## Exercise description:
Copy every line of the records from the line with "point: man in white shirt" through the end of the records, and add 76 to each x and y coordinate value in the answers while leaving all other lines unchanged.

Recorded data:
----

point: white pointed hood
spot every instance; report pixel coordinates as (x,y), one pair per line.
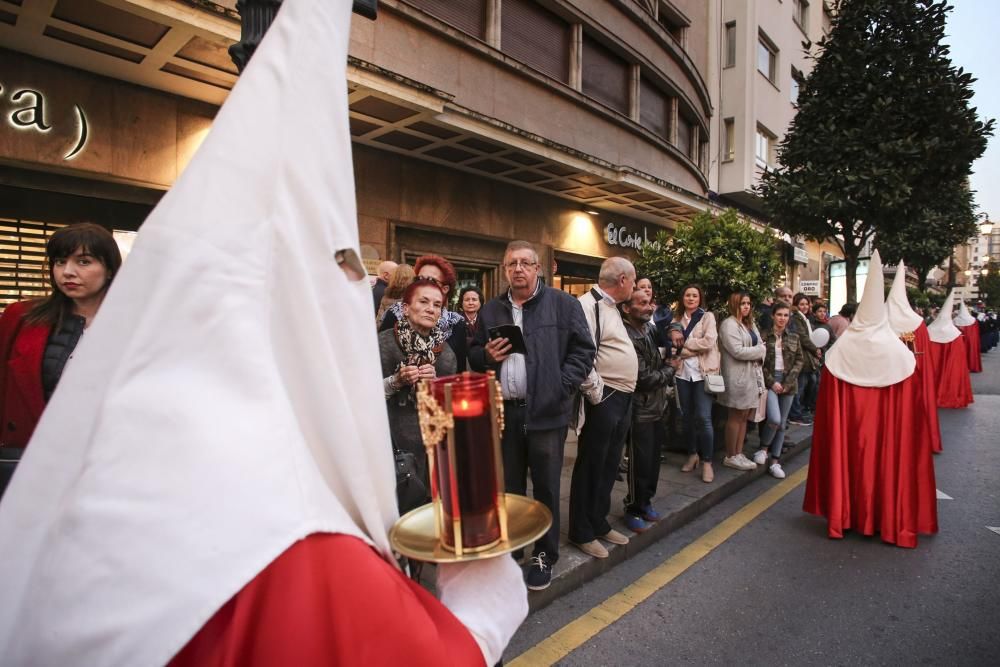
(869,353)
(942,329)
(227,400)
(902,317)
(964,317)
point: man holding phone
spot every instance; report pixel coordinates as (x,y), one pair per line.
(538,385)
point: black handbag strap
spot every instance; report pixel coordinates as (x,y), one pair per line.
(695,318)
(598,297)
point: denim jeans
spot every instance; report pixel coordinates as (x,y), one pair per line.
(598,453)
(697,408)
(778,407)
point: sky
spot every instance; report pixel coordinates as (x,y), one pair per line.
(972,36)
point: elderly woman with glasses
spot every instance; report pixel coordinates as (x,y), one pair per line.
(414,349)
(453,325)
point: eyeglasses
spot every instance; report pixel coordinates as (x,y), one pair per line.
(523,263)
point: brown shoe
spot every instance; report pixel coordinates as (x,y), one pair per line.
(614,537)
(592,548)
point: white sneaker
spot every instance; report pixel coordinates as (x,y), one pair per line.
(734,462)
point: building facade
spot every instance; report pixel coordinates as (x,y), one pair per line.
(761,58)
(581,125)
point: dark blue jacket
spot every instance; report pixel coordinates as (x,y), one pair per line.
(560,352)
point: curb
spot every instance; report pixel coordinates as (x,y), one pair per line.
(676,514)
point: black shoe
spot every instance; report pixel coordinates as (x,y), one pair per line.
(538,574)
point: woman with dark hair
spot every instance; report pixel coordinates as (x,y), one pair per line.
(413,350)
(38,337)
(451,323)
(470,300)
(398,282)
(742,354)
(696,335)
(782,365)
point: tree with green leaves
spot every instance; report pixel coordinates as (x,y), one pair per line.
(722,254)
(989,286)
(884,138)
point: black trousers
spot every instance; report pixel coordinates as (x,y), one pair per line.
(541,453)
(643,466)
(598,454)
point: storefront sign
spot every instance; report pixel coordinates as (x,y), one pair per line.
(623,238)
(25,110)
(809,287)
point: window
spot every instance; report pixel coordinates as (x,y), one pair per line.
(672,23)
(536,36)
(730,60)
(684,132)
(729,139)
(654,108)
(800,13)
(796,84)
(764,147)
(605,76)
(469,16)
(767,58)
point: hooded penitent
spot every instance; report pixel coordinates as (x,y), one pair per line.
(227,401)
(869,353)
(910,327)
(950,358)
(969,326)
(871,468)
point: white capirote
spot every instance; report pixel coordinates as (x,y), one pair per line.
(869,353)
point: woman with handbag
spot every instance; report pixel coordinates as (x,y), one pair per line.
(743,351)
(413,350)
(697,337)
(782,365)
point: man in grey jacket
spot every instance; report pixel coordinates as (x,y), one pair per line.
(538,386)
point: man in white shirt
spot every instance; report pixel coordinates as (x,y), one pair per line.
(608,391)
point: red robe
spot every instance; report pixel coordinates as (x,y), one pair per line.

----

## Result:
point: man in white shirt
spot every instance; report pixel coordinates as (x,y), one pair per line.
(684,467)
point: red robe
spot every instance; report pixel coordinates as (x,y), one pair per line.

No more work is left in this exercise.